TASK ITEM: Should the word "window" occur in a line of the records, copy that line.

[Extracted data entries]
************

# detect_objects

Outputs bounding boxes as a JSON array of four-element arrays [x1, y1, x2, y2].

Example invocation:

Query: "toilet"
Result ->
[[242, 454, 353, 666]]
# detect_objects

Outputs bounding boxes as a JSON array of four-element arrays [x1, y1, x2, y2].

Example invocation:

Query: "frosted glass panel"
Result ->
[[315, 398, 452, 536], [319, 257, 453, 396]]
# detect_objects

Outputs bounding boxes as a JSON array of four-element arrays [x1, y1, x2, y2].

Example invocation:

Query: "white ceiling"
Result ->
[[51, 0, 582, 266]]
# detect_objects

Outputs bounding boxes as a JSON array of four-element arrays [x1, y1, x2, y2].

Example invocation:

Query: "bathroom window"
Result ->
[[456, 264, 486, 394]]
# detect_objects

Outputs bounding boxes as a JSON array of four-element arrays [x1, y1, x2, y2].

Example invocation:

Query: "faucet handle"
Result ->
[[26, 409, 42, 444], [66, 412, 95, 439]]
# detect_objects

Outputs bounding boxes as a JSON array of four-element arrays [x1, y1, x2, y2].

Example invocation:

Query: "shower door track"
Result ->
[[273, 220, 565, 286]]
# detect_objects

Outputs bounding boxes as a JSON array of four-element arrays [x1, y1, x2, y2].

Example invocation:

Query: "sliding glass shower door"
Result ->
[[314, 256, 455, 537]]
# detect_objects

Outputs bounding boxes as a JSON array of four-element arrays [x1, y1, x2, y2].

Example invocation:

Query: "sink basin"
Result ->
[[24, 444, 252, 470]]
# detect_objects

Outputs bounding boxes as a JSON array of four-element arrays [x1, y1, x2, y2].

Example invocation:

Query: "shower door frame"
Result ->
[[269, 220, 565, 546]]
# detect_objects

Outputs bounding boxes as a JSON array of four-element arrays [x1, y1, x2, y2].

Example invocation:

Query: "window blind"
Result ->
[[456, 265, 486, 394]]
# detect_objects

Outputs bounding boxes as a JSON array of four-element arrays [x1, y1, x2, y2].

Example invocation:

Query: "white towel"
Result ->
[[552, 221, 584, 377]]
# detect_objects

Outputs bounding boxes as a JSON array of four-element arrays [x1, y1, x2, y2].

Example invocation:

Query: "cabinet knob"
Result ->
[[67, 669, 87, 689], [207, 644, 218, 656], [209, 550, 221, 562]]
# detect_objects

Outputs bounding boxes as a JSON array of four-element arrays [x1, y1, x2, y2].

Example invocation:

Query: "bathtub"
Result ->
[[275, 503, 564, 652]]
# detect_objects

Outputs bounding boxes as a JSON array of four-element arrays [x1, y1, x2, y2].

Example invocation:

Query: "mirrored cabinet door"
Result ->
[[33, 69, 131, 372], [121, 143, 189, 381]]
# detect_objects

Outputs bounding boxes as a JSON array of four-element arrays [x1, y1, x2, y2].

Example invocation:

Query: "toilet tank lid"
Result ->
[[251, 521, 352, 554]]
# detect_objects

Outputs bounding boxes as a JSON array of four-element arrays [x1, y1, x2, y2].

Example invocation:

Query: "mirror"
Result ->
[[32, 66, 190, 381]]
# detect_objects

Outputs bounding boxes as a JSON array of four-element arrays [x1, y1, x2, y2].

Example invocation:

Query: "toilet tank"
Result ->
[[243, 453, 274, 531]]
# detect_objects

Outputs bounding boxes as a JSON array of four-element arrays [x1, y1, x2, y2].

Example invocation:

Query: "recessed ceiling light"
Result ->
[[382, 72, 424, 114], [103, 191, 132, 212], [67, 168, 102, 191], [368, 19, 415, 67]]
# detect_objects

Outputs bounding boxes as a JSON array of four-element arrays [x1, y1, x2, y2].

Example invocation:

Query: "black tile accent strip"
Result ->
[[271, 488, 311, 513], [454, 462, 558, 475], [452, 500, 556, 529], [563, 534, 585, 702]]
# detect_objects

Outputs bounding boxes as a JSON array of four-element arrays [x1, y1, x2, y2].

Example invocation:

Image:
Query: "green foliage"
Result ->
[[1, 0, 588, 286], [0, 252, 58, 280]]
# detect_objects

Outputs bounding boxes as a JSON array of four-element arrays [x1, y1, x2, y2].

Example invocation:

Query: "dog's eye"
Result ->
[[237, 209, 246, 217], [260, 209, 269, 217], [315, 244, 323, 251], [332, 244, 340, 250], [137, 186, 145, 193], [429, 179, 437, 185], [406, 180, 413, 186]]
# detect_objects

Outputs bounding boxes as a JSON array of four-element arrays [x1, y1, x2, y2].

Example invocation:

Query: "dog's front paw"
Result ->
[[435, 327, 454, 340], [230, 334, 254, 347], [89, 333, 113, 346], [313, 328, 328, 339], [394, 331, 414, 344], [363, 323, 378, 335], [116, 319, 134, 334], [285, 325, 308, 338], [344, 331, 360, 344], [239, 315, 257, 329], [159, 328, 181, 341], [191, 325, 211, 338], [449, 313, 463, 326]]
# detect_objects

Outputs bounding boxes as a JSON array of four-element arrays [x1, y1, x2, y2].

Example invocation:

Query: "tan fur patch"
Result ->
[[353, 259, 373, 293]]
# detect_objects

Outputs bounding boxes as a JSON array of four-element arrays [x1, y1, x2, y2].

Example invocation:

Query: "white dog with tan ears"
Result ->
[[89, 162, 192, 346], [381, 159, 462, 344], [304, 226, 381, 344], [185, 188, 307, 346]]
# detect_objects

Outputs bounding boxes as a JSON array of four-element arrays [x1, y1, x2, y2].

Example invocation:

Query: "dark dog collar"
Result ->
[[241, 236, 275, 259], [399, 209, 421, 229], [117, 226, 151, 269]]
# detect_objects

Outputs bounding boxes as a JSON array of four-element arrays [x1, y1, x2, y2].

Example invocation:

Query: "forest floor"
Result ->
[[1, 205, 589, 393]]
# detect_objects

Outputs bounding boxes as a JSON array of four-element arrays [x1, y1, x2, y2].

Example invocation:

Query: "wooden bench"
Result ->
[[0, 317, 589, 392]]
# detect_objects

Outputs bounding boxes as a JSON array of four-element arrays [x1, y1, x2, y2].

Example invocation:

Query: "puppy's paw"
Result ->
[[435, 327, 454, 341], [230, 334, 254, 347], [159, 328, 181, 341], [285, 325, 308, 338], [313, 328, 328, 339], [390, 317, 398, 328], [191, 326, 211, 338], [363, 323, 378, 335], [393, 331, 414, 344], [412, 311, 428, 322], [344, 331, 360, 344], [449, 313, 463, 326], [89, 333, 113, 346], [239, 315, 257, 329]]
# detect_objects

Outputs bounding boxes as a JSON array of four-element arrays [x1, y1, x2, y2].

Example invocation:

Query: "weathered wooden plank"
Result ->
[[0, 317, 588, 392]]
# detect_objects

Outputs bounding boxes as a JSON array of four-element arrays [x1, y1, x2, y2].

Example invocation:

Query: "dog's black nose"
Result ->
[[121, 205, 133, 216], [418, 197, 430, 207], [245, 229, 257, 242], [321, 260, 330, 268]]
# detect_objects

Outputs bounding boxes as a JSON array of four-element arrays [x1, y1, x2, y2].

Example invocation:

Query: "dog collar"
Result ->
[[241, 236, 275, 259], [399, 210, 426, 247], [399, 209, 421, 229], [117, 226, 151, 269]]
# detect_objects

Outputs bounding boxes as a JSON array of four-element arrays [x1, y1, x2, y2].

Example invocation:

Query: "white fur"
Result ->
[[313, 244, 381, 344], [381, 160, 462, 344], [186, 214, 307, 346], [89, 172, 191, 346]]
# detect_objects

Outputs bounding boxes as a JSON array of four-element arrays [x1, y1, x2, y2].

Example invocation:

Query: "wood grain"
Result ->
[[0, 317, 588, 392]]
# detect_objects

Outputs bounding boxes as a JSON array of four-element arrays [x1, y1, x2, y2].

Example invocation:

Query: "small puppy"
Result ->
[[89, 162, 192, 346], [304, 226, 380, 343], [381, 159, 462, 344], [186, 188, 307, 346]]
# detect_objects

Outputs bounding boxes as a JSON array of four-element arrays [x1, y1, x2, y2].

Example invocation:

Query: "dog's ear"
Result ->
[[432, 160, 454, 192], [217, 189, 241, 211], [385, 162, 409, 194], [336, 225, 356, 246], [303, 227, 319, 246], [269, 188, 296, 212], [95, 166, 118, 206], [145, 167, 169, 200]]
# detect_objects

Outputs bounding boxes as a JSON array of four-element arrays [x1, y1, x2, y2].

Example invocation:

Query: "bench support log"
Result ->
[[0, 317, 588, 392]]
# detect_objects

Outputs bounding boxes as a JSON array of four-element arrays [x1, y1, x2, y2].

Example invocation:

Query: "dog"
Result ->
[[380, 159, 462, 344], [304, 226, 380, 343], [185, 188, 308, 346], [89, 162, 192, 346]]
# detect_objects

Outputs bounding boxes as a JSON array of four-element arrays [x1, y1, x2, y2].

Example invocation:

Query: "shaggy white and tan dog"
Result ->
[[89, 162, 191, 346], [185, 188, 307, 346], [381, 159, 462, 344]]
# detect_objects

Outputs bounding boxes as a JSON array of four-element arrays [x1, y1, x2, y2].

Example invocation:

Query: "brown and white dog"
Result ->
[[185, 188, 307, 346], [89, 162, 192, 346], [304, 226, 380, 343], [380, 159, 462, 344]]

************

RESULT OF THIS TASK:
Query: "bathroom window"
Query: "window blind"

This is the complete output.